-------- Task inputs

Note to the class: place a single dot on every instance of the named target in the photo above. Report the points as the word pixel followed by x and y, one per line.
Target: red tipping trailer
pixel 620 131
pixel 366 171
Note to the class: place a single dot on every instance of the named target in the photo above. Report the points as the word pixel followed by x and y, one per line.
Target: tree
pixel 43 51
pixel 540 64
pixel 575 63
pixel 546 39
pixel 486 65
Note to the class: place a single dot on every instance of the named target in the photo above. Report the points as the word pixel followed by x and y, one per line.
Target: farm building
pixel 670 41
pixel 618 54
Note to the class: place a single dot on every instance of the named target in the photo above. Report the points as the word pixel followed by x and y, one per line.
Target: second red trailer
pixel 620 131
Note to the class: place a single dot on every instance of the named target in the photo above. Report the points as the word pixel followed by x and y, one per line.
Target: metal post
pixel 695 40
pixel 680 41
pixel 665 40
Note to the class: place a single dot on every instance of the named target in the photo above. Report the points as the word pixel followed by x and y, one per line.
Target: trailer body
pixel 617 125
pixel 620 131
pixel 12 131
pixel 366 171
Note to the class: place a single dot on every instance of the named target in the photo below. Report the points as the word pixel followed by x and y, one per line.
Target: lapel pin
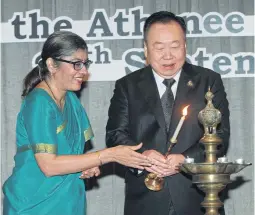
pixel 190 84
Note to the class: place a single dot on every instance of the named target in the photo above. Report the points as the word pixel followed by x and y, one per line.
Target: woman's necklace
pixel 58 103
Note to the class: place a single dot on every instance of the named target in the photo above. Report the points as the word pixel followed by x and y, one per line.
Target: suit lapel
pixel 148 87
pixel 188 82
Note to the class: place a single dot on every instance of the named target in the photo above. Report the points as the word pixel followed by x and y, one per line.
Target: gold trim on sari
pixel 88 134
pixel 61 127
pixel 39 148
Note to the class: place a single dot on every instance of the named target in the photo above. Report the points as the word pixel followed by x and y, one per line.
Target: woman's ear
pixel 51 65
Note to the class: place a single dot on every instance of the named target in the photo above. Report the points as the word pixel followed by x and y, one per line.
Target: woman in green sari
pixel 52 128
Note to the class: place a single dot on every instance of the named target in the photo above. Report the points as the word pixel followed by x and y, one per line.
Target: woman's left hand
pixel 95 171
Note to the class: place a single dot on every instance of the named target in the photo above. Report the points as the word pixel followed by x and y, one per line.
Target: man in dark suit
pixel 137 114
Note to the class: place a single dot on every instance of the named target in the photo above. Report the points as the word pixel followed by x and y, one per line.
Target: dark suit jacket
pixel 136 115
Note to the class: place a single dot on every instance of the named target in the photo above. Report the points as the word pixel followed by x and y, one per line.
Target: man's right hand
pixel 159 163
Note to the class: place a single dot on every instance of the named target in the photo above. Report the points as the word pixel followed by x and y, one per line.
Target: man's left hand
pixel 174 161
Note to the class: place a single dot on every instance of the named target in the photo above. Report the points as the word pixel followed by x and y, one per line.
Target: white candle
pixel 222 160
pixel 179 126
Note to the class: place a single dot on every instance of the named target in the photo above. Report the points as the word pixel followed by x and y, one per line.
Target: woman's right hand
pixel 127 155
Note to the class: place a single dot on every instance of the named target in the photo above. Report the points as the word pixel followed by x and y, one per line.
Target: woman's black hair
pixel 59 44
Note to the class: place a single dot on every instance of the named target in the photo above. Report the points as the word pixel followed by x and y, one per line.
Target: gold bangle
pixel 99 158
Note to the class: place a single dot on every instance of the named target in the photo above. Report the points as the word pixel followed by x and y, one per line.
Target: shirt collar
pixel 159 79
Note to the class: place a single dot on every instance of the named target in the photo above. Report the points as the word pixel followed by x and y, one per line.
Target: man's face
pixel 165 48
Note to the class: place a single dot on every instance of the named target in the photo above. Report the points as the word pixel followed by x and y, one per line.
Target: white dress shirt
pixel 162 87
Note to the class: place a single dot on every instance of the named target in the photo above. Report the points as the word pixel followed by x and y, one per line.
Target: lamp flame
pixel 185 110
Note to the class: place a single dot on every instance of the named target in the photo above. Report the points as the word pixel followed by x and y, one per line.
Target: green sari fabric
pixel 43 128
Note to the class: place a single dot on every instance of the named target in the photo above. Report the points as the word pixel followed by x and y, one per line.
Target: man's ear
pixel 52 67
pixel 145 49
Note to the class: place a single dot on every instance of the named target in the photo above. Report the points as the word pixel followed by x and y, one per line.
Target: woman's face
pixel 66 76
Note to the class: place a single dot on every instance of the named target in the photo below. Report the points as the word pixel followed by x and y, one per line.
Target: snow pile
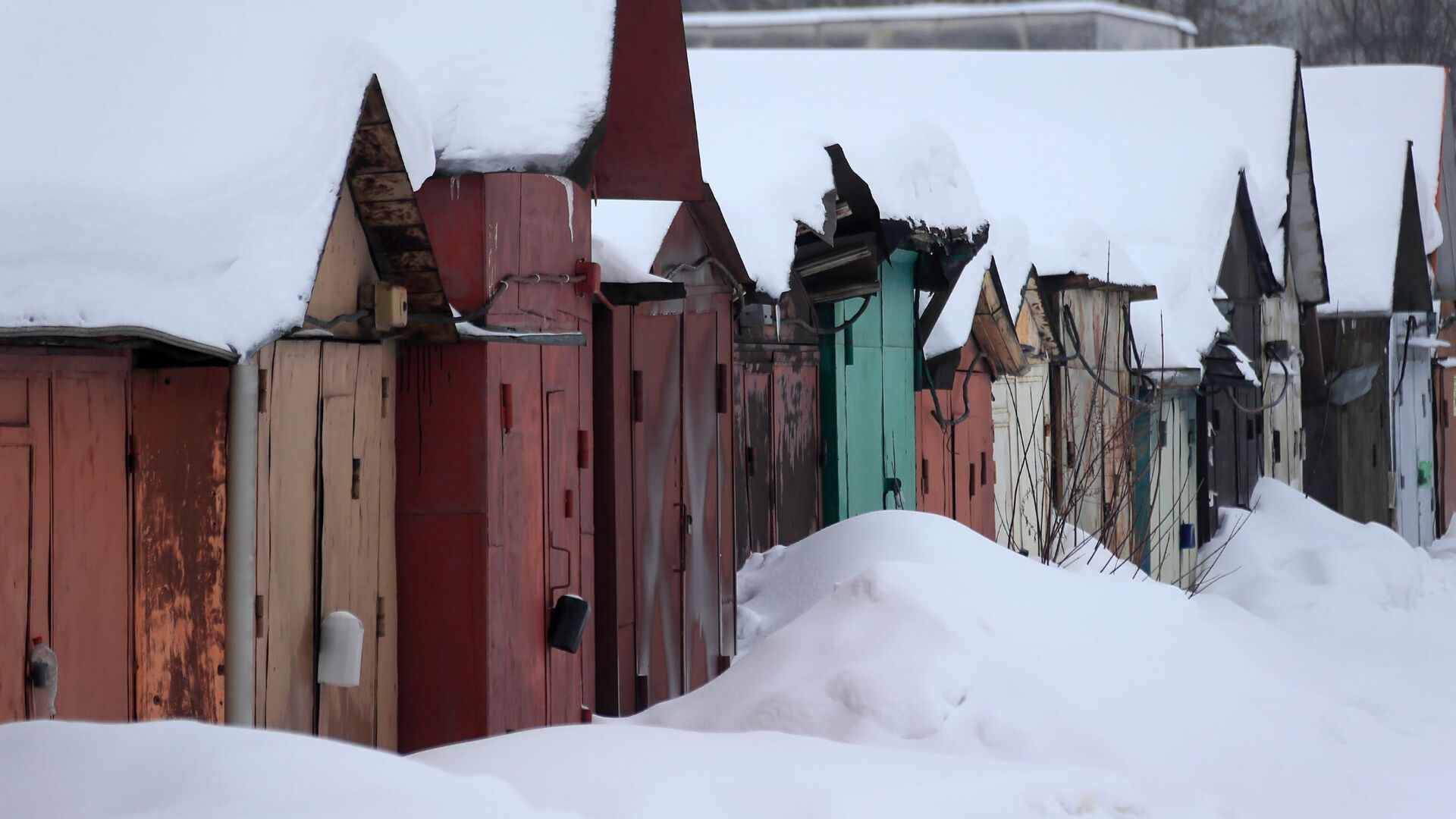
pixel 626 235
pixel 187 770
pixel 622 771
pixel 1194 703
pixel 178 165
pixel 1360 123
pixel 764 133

----------------
-------- Task inputs

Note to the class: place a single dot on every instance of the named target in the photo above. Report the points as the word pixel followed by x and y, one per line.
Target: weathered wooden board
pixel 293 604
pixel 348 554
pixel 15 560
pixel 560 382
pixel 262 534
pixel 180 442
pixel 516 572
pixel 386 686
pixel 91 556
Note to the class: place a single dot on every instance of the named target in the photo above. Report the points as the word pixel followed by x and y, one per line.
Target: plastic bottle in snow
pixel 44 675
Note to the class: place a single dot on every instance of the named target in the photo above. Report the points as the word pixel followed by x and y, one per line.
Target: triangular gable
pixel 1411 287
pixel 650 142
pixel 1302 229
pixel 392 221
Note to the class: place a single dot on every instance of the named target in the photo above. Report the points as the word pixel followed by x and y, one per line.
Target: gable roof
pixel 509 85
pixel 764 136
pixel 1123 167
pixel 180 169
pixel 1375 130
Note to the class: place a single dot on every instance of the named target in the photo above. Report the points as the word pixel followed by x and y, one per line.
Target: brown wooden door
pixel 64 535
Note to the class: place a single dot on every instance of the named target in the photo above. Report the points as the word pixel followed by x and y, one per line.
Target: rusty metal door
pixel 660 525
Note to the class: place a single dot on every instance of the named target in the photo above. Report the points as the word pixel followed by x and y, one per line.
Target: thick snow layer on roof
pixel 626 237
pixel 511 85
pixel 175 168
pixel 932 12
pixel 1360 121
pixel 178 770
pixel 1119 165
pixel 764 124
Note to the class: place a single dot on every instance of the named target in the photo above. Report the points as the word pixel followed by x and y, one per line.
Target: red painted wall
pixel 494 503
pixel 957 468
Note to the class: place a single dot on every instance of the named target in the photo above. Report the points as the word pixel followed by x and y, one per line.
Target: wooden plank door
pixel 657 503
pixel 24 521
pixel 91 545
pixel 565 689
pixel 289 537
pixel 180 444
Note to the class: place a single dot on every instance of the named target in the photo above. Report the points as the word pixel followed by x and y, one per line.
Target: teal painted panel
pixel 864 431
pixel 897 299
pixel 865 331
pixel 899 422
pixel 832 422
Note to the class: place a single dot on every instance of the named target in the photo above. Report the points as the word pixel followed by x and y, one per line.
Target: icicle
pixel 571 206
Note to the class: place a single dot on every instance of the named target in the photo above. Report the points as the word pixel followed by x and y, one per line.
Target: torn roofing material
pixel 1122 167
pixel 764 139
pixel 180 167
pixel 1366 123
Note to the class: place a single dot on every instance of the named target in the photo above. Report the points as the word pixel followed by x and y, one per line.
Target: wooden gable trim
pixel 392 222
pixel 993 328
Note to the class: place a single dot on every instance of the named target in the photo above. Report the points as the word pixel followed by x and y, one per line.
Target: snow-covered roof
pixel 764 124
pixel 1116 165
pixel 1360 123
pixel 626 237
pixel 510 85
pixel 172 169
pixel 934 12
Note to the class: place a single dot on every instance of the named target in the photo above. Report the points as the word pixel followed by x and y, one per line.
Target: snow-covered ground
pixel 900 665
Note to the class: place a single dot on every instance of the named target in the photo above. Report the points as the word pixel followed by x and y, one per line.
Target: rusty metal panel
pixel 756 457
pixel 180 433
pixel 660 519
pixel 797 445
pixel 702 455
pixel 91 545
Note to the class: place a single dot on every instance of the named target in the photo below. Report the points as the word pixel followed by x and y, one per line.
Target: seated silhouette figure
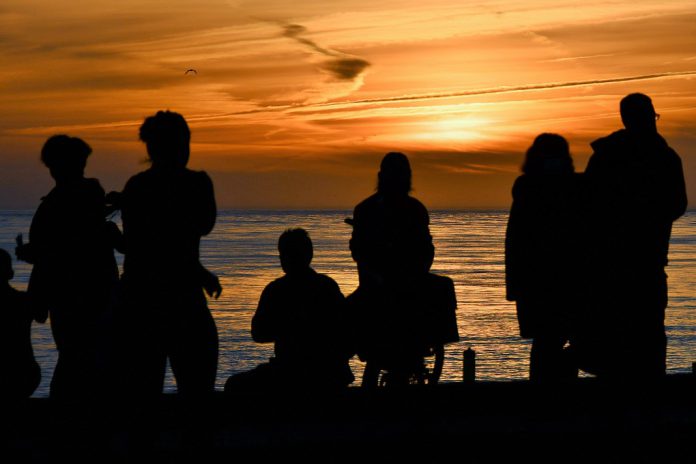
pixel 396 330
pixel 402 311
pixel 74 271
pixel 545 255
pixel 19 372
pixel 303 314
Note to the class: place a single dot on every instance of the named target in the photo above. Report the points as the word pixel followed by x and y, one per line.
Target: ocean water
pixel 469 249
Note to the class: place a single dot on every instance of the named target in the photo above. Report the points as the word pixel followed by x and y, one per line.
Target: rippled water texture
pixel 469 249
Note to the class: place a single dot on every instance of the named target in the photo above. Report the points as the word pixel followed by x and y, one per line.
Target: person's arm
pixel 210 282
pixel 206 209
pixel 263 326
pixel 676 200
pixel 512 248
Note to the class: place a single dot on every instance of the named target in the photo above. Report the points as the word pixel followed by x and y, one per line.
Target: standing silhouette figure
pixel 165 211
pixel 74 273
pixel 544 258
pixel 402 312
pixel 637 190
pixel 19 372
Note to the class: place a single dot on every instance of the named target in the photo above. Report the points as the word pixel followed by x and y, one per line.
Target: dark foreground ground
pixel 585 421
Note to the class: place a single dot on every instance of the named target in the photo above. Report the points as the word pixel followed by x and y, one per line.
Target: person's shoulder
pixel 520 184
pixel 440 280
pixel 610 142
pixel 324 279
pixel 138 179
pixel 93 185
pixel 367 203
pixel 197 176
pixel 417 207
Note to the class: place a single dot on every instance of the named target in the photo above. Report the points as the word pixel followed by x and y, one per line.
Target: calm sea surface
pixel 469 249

----------------

Extract every line in the records that contains the word "dark", and copy each one unchanged.

The response |
Target: man in dark suit
Target: dark suit jacket
Target: dark foreground ground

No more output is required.